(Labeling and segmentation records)
--

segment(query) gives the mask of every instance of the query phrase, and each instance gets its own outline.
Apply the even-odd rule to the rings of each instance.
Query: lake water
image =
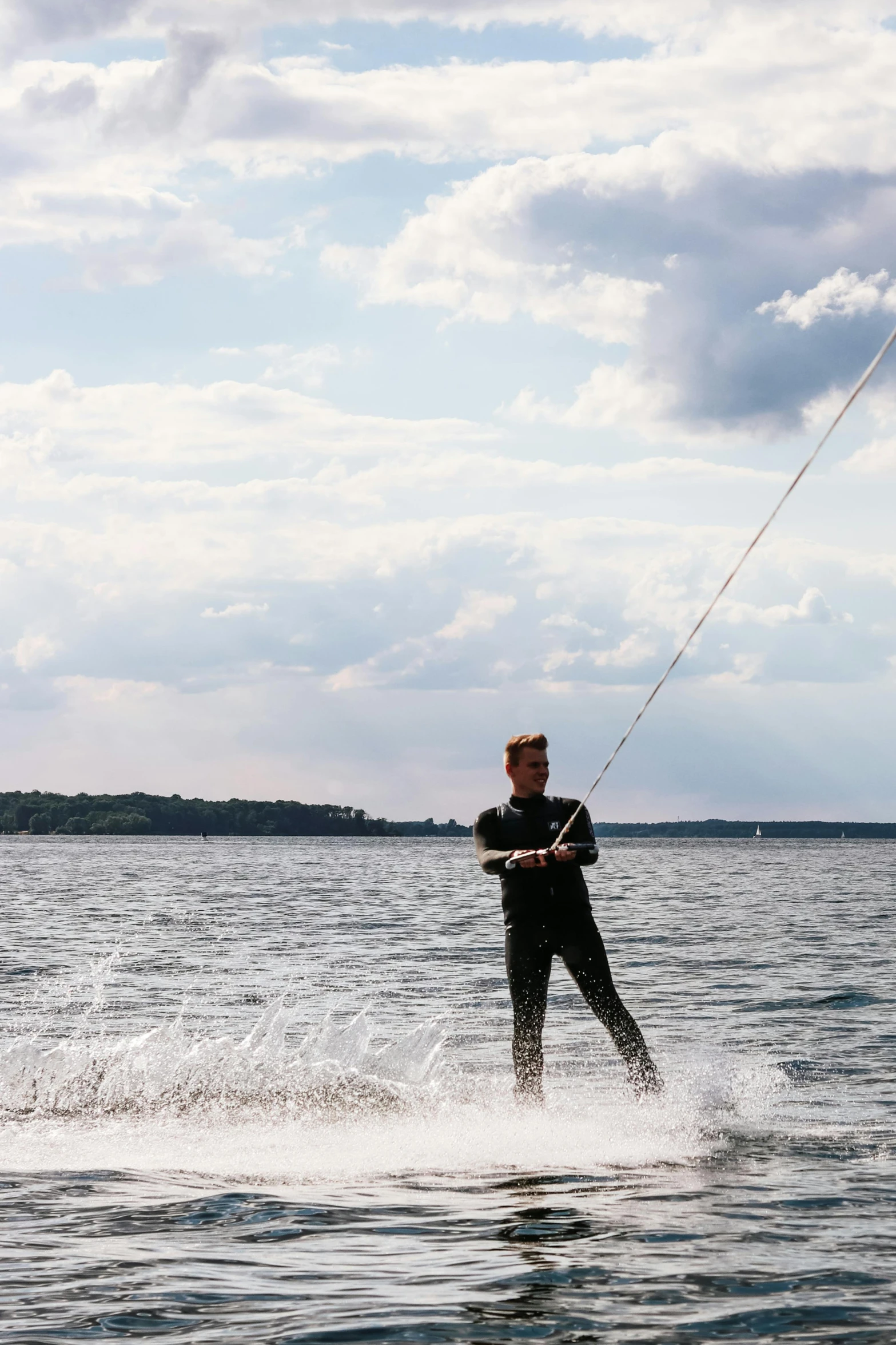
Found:
[[[521,1111],[470,841],[3,838],[3,1340],[892,1345],[895,861],[604,842]]]

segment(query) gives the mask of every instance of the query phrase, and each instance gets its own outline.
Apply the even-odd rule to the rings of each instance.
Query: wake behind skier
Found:
[[[513,1003],[513,1068],[520,1100],[541,1100],[541,1032],[548,1003],[551,963],[559,956],[588,1007],[613,1037],[638,1092],[662,1084],[641,1029],[619,999],[603,940],[591,915],[582,865],[596,854],[560,846],[545,851],[578,808],[576,799],[545,795],[548,740],[521,733],[504,749],[513,792],[508,803],[481,812],[473,826],[476,854],[486,873],[501,878],[505,962]],[[594,843],[587,810],[568,833],[568,843]],[[508,869],[508,859],[516,865]]]

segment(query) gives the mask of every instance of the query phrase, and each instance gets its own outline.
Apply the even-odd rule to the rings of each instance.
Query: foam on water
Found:
[[[516,1106],[506,1075],[470,1075],[430,1020],[373,1049],[369,1017],[326,1014],[296,1048],[278,999],[242,1040],[181,1018],[133,1037],[79,1032],[0,1048],[8,1170],[179,1170],[265,1185],[408,1173],[681,1163],[755,1124],[785,1083],[772,1067],[680,1063],[660,1099],[559,1080]]]

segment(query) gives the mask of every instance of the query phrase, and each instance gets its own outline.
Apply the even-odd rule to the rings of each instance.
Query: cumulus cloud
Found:
[[[253,612],[269,612],[270,607],[267,603],[231,603],[228,607],[216,612],[214,607],[207,607],[201,613],[210,617],[232,617],[232,616],[250,616]]]
[[[896,475],[896,438],[873,438],[865,448],[856,449],[841,464],[842,471],[858,476]]]
[[[60,647],[50,635],[23,635],[12,646],[12,660],[23,672],[31,672],[58,654]]]
[[[486,593],[482,589],[473,589],[465,596],[447,625],[435,633],[443,640],[465,640],[467,635],[492,631],[498,617],[508,616],[514,607],[516,599],[512,593]]]
[[[795,323],[805,331],[819,317],[865,316],[873,313],[876,308],[896,312],[896,284],[889,282],[889,272],[879,270],[860,280],[854,270],[841,266],[805,295],[794,295],[786,289],[780,299],[768,299],[759,304],[756,312],[774,313],[776,323]]]
[[[727,603],[720,608],[720,616],[739,625],[752,621],[759,625],[787,625],[793,621],[852,621],[849,612],[837,616],[825,594],[818,588],[807,588],[799,603],[776,603],[772,607],[756,607],[752,603]]]

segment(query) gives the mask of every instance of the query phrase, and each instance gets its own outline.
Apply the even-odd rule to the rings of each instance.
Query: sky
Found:
[[[7,0],[0,787],[582,796],[896,321],[896,0]],[[896,816],[896,358],[591,812]]]

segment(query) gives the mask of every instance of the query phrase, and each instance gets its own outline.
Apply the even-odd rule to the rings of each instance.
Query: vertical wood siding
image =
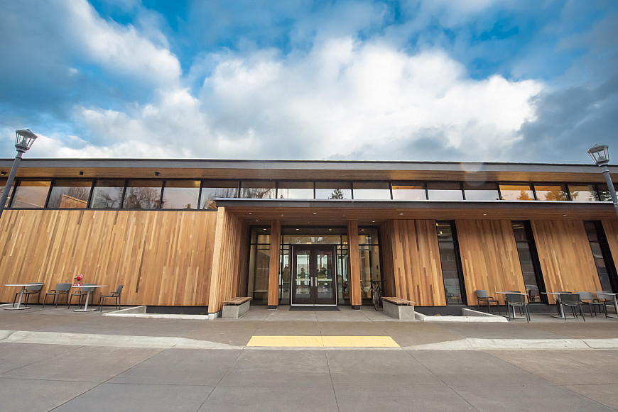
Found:
[[[119,284],[123,304],[208,304],[217,213],[205,211],[6,210],[0,221],[1,284]],[[0,288],[13,301],[15,288]],[[95,296],[96,297],[96,296]]]
[[[445,305],[435,221],[389,221],[380,228],[385,296]]]
[[[477,304],[477,289],[500,300],[504,295],[495,292],[525,291],[511,221],[458,220],[455,224],[469,305]]]
[[[531,224],[547,291],[601,290],[582,221],[532,221]]]

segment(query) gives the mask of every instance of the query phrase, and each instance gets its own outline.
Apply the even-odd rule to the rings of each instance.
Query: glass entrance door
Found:
[[[336,305],[332,246],[293,247],[292,304]]]

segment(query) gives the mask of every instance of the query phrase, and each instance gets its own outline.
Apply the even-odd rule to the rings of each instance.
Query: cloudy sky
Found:
[[[0,36],[4,157],[618,162],[615,0],[0,0]]]

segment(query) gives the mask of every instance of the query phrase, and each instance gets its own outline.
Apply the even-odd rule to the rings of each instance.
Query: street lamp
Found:
[[[17,155],[15,156],[15,160],[13,161],[13,167],[11,168],[11,173],[9,174],[6,184],[4,185],[2,199],[0,199],[0,217],[2,216],[2,211],[4,210],[6,198],[9,197],[9,193],[11,191],[11,186],[13,184],[13,179],[15,179],[17,168],[19,167],[19,163],[21,162],[21,155],[32,147],[36,139],[36,135],[30,131],[30,129],[15,130],[15,148],[17,149]]]
[[[588,155],[603,172],[605,182],[607,184],[607,189],[609,191],[609,196],[612,196],[612,202],[614,204],[614,208],[616,209],[616,214],[618,214],[618,197],[616,196],[616,190],[614,189],[614,184],[612,183],[609,169],[607,169],[607,164],[609,163],[609,147],[607,145],[595,145],[588,149]]]

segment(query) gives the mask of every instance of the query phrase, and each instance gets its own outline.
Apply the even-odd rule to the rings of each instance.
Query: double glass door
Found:
[[[334,246],[293,246],[293,305],[336,305]]]

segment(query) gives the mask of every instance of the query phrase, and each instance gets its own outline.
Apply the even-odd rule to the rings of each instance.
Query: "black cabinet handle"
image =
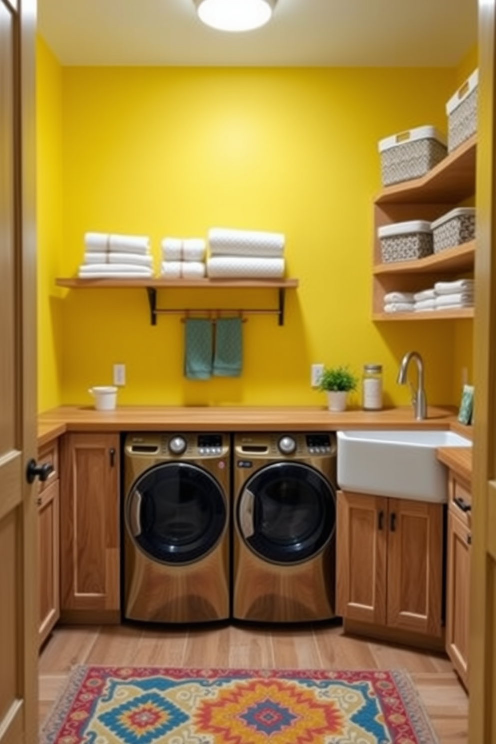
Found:
[[[381,510],[381,511],[379,512],[377,526],[381,531],[384,530],[384,512],[382,511],[382,510]]]
[[[454,499],[454,503],[457,504],[458,508],[461,509],[466,514],[467,512],[472,510],[472,507],[470,504],[467,504],[467,502],[464,501],[461,496],[457,496]]]
[[[34,483],[35,479],[39,478],[42,483],[45,483],[53,472],[54,466],[51,463],[39,465],[36,460],[30,460],[26,468],[26,480],[30,484]]]

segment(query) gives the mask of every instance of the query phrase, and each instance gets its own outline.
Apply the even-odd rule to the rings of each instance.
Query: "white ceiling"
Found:
[[[264,28],[203,26],[193,0],[38,0],[64,65],[454,67],[477,42],[477,0],[279,0]]]

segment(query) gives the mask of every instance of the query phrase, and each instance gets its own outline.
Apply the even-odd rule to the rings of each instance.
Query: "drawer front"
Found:
[[[470,486],[458,476],[450,473],[449,508],[468,529],[472,527],[472,495]]]
[[[46,481],[44,482],[39,481],[40,493],[42,493],[43,491],[48,488],[54,481],[58,481],[60,477],[59,469],[59,441],[57,439],[53,442],[50,442],[49,444],[45,444],[45,446],[40,449],[38,453],[38,464],[45,465],[46,464],[51,465],[54,469]]]

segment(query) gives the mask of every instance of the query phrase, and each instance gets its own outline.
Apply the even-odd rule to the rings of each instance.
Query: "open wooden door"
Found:
[[[0,0],[0,743],[38,741],[36,0]]]
[[[496,742],[496,0],[479,0],[470,744]]]

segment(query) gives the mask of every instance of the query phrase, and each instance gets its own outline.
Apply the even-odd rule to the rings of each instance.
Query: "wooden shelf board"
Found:
[[[473,307],[463,307],[457,310],[432,310],[428,312],[374,312],[373,321],[448,321],[472,318],[475,310]]]
[[[384,188],[376,204],[456,203],[475,192],[477,135],[461,144],[425,176]]]
[[[78,279],[56,280],[57,286],[68,289],[295,289],[297,279]]]
[[[430,274],[433,271],[459,272],[471,271],[475,259],[475,241],[414,261],[392,261],[380,263],[373,269],[376,276],[390,274]]]

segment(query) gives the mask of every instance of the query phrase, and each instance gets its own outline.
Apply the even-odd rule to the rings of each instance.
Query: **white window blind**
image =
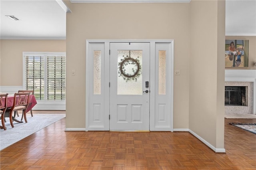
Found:
[[[66,99],[66,56],[54,54],[24,55],[25,86],[37,99]]]
[[[47,56],[47,99],[66,97],[66,57]]]
[[[25,56],[26,89],[34,91],[37,99],[44,99],[44,56]]]

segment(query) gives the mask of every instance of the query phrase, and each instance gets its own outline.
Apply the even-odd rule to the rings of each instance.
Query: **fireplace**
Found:
[[[225,96],[229,91],[231,93],[241,93],[241,102],[237,104],[234,102],[231,102],[231,105],[227,105],[228,100],[230,103],[229,99],[225,99],[225,114],[256,114],[256,70],[246,69],[226,69],[225,70]],[[235,89],[239,89],[238,87],[245,87],[245,96],[244,87],[237,90],[232,88],[226,88],[227,87],[236,87]],[[228,90],[230,89],[230,90]],[[234,91],[233,91],[234,90]],[[243,92],[242,92],[242,91]],[[240,92],[239,92],[240,91]],[[232,94],[231,95],[232,95]],[[238,96],[240,96],[240,94]],[[227,97],[233,97],[230,96]],[[240,99],[240,97],[238,97]],[[245,102],[244,98],[245,98]],[[238,99],[237,100],[238,100]],[[237,102],[239,103],[239,102]],[[241,105],[240,105],[241,104]]]
[[[248,106],[246,89],[248,86],[225,86],[225,105]]]

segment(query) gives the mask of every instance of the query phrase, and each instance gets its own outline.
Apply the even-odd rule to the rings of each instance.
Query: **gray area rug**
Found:
[[[224,117],[227,119],[256,119],[256,115],[252,114],[225,115]]]
[[[27,123],[25,123],[24,119],[24,123],[14,122],[13,128],[9,118],[6,119],[6,130],[0,129],[0,150],[66,117],[63,114],[33,114],[33,115],[32,117],[30,114],[27,114]],[[21,116],[17,118],[20,120]]]

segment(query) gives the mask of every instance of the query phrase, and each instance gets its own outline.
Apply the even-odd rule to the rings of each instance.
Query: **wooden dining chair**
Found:
[[[22,121],[18,121],[15,117],[12,117],[12,113],[18,111],[22,111],[22,116],[21,118],[22,120],[24,117],[24,120],[26,123],[28,123],[27,117],[26,116],[26,110],[29,103],[30,93],[14,93],[13,99],[13,104],[12,107],[10,108],[7,109],[6,112],[9,112],[10,118],[10,122],[12,127],[14,127],[13,125],[13,121],[22,123]]]
[[[18,93],[30,93],[30,95],[34,95],[34,90],[19,90],[18,91]],[[31,116],[33,117],[33,113],[32,112],[32,109],[30,110],[30,114],[31,115]],[[16,115],[18,116],[19,116],[18,113],[17,113]],[[22,119],[21,119],[22,121]]]
[[[0,94],[0,114],[1,114],[1,121],[2,126],[0,125],[0,128],[6,130],[4,124],[4,114],[7,109],[7,96],[8,93]]]

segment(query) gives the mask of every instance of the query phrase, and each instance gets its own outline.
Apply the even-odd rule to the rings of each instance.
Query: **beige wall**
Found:
[[[189,129],[223,148],[225,1],[190,4]]]
[[[65,52],[66,40],[0,41],[0,86],[22,86],[23,52]]]
[[[188,128],[189,4],[72,5],[67,14],[66,128],[85,128],[86,40],[174,39],[174,68],[181,73],[174,77],[174,128]]]
[[[226,69],[256,69],[253,63],[256,62],[256,36],[226,36],[226,40],[249,40],[249,66],[248,67],[226,67]]]

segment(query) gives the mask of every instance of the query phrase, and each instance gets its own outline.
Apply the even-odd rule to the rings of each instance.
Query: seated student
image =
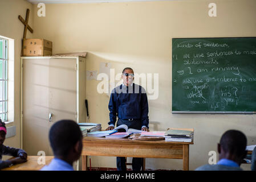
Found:
[[[27,161],[27,154],[25,151],[3,145],[6,133],[5,123],[2,122],[0,119],[0,169]],[[13,159],[2,160],[2,155],[11,155],[17,158]]]
[[[241,171],[240,164],[246,155],[246,136],[238,130],[228,130],[218,143],[219,161],[215,165],[206,164],[196,171]]]
[[[256,171],[256,147],[253,151],[253,154],[251,154],[251,171]]]
[[[72,120],[55,123],[49,132],[49,139],[54,158],[41,171],[74,171],[73,163],[78,160],[83,148],[79,126]]]

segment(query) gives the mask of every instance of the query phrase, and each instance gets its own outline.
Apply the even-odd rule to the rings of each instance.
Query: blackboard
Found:
[[[255,113],[256,38],[172,39],[172,113]]]

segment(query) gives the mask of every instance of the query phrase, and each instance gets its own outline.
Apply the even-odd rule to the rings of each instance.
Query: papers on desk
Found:
[[[127,132],[131,132],[134,134],[136,134],[136,133],[141,133],[142,130],[136,130],[136,129],[129,129],[127,130]]]
[[[165,134],[165,141],[177,142],[192,142],[193,129],[168,129]]]
[[[252,151],[255,147],[256,147],[256,144],[252,145],[252,146],[247,146],[245,150]]]
[[[193,140],[193,136],[190,138],[177,138],[165,136],[166,142],[192,142]]]
[[[105,136],[105,138],[125,138],[130,135],[131,134],[132,134],[132,133],[131,132],[117,132],[109,135],[107,135]]]
[[[88,133],[101,130],[101,125],[100,123],[79,123],[78,125],[83,126],[84,129],[87,129]]]
[[[165,131],[142,131],[141,136],[157,136],[164,137]]]
[[[94,131],[87,133],[87,136],[101,137],[111,135],[117,132],[116,130],[108,130],[101,131]]]
[[[79,126],[79,127],[81,130],[83,137],[87,136],[87,129],[86,127],[82,126]]]

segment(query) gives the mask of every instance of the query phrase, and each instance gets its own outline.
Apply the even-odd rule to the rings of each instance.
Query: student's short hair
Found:
[[[130,69],[130,70],[132,71],[132,72],[134,73],[133,69],[132,69],[132,68],[129,68],[129,67],[125,68],[124,69],[123,69],[122,73],[124,73],[124,72],[125,71],[125,70],[127,70],[127,69]]]
[[[78,125],[72,120],[55,123],[49,132],[49,139],[54,155],[66,156],[68,151],[82,138]]]
[[[0,119],[0,126],[3,127],[6,129],[6,126],[5,126],[5,123],[2,121],[1,119]]]
[[[247,144],[246,136],[240,131],[227,130],[221,136],[220,144],[225,152],[241,157],[245,154]]]

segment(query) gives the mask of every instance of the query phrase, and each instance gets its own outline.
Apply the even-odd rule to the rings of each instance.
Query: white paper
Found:
[[[99,73],[105,73],[108,76],[108,80],[110,79],[110,68],[111,63],[100,63]]]
[[[96,80],[97,79],[96,71],[86,71],[86,79],[87,80]]]

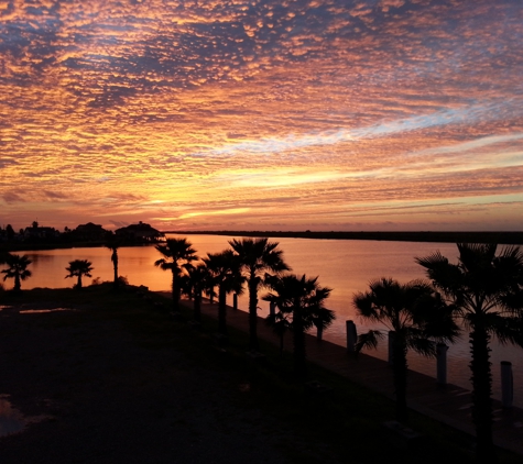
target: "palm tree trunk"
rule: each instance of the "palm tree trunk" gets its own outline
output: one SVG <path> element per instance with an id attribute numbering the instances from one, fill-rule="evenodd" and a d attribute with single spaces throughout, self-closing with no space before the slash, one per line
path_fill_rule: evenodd
<path id="1" fill-rule="evenodd" d="M 492 374 L 490 335 L 482 324 L 476 323 L 470 332 L 470 371 L 472 373 L 472 420 L 476 426 L 477 462 L 493 462 L 492 441 Z"/>
<path id="2" fill-rule="evenodd" d="M 218 330 L 227 335 L 227 292 L 221 287 L 218 288 Z"/>
<path id="3" fill-rule="evenodd" d="M 173 311 L 179 312 L 179 288 L 178 288 L 178 279 L 176 278 L 175 269 L 173 269 Z"/>
<path id="4" fill-rule="evenodd" d="M 115 250 L 112 252 L 112 267 L 113 267 L 113 270 L 115 270 L 115 288 L 118 288 L 118 253 L 117 251 Z"/>
<path id="5" fill-rule="evenodd" d="M 305 353 L 305 330 L 303 328 L 302 308 L 297 303 L 293 309 L 294 371 L 296 376 L 304 378 L 307 374 Z"/>
<path id="6" fill-rule="evenodd" d="M 407 422 L 408 420 L 408 409 L 406 407 L 406 349 L 404 343 L 401 340 L 394 341 L 393 353 L 394 358 L 392 362 L 392 369 L 394 376 L 394 390 L 396 397 L 396 420 L 399 422 Z"/>
<path id="7" fill-rule="evenodd" d="M 20 274 L 14 274 L 14 291 L 20 291 L 22 284 L 20 283 Z"/>
<path id="8" fill-rule="evenodd" d="M 258 284 L 255 277 L 249 280 L 249 349 L 258 351 Z"/>
<path id="9" fill-rule="evenodd" d="M 201 320 L 201 290 L 194 294 L 194 319 L 198 322 Z"/>

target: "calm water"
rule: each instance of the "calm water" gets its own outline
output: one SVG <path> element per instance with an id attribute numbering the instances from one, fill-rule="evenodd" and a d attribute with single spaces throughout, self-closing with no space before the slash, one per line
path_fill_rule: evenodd
<path id="1" fill-rule="evenodd" d="M 216 253 L 228 247 L 228 240 L 220 235 L 189 235 L 187 237 L 200 256 L 206 253 Z M 417 242 L 377 242 L 377 241 L 341 241 L 341 240 L 312 240 L 312 239 L 279 239 L 284 251 L 285 261 L 293 272 L 310 277 L 319 276 L 322 286 L 333 288 L 327 307 L 336 311 L 336 321 L 324 338 L 345 345 L 345 321 L 356 321 L 359 331 L 367 331 L 370 325 L 358 320 L 351 306 L 352 295 L 364 291 L 370 280 L 380 277 L 393 277 L 400 281 L 414 278 L 424 278 L 421 266 L 414 262 L 415 256 L 426 256 L 436 250 L 455 261 L 457 248 L 448 243 L 417 243 Z M 23 252 L 21 252 L 23 253 Z M 65 278 L 65 268 L 69 261 L 89 259 L 92 263 L 92 277 L 101 280 L 112 279 L 112 263 L 110 251 L 107 248 L 70 248 L 25 252 L 33 261 L 30 266 L 33 276 L 22 283 L 22 288 L 34 287 L 72 287 L 76 279 Z M 154 267 L 153 263 L 160 258 L 154 246 L 122 247 L 119 254 L 119 274 L 126 276 L 132 285 L 145 285 L 151 290 L 170 290 L 171 273 Z M 86 278 L 85 284 L 91 279 Z M 12 285 L 7 283 L 7 285 Z M 230 301 L 229 301 L 230 302 Z M 240 309 L 247 310 L 247 295 L 239 298 Z M 268 305 L 260 300 L 260 316 L 268 313 Z M 382 329 L 373 325 L 372 328 Z M 381 358 L 386 357 L 385 344 L 381 342 L 378 351 L 369 354 Z M 499 367 L 501 361 L 512 362 L 514 373 L 514 404 L 523 407 L 523 351 L 513 346 L 493 344 L 492 368 L 494 375 L 494 396 L 500 398 Z M 434 360 L 426 360 L 417 355 L 410 355 L 410 367 L 414 371 L 435 376 Z M 469 349 L 467 340 L 450 346 L 448 351 L 449 383 L 469 388 Z"/>

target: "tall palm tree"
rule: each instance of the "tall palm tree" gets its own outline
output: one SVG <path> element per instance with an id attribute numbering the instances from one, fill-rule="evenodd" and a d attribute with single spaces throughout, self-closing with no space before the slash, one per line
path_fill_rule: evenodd
<path id="1" fill-rule="evenodd" d="M 227 335 L 227 294 L 242 292 L 244 277 L 241 275 L 241 262 L 232 250 L 208 253 L 203 261 L 213 284 L 218 286 L 218 325 L 220 333 Z"/>
<path id="2" fill-rule="evenodd" d="M 283 251 L 277 242 L 269 239 L 233 239 L 229 245 L 241 261 L 243 275 L 249 288 L 249 347 L 258 351 L 258 289 L 263 285 L 266 273 L 280 275 L 291 268 L 283 261 Z"/>
<path id="3" fill-rule="evenodd" d="M 457 327 L 449 312 L 433 298 L 432 287 L 422 280 L 400 284 L 391 278 L 377 279 L 370 283 L 368 291 L 355 294 L 352 302 L 362 319 L 379 322 L 393 332 L 392 369 L 396 419 L 406 421 L 407 351 L 435 356 L 436 343 L 429 338 L 437 341 L 451 340 L 457 333 Z M 356 352 L 360 352 L 362 347 L 377 347 L 378 340 L 382 336 L 383 333 L 379 330 L 361 334 L 358 336 Z"/>
<path id="4" fill-rule="evenodd" d="M 3 280 L 8 278 L 14 278 L 14 291 L 20 291 L 22 285 L 21 281 L 31 277 L 31 270 L 28 266 L 32 263 L 28 255 L 17 255 L 7 253 L 2 259 L 9 267 L 2 270 Z"/>
<path id="5" fill-rule="evenodd" d="M 68 277 L 77 277 L 78 280 L 76 283 L 76 287 L 78 290 L 81 288 L 81 277 L 92 277 L 90 272 L 94 269 L 92 263 L 88 259 L 74 259 L 69 261 L 69 267 L 66 267 L 69 274 L 65 276 Z"/>
<path id="6" fill-rule="evenodd" d="M 263 300 L 275 303 L 282 313 L 281 319 L 291 317 L 290 329 L 293 332 L 294 371 L 297 376 L 306 375 L 307 363 L 305 352 L 305 332 L 315 321 L 322 321 L 327 328 L 335 319 L 334 311 L 324 307 L 331 289 L 320 287 L 318 278 L 297 277 L 294 274 L 269 279 L 271 290 Z"/>
<path id="7" fill-rule="evenodd" d="M 517 246 L 508 246 L 497 255 L 497 244 L 457 246 L 457 264 L 449 263 L 439 251 L 416 262 L 469 330 L 472 420 L 477 456 L 482 462 L 494 455 L 490 341 L 497 336 L 501 343 L 523 346 L 523 253 Z"/>
<path id="8" fill-rule="evenodd" d="M 171 269 L 173 273 L 173 310 L 179 311 L 179 295 L 182 291 L 181 277 L 186 275 L 193 267 L 193 262 L 198 259 L 196 250 L 187 239 L 167 239 L 165 244 L 156 245 L 156 250 L 163 255 L 154 262 L 154 265 L 163 270 Z"/>
<path id="9" fill-rule="evenodd" d="M 201 319 L 201 294 L 211 285 L 211 275 L 205 264 L 199 264 L 188 269 L 186 291 L 189 297 L 194 298 L 194 319 L 198 322 Z"/>
<path id="10" fill-rule="evenodd" d="M 106 242 L 103 246 L 111 251 L 111 262 L 112 262 L 112 269 L 113 269 L 113 287 L 118 289 L 119 286 L 119 278 L 118 278 L 118 248 L 120 247 L 121 242 L 120 239 L 113 233 L 108 232 L 106 236 Z"/>

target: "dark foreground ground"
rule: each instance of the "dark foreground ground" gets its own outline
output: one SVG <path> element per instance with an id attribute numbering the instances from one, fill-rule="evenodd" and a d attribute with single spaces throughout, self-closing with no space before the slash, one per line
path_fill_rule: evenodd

--

### Task brief
Tally the lines above that contain the string "water", with case counting, and give only the number.

### Expected answer
4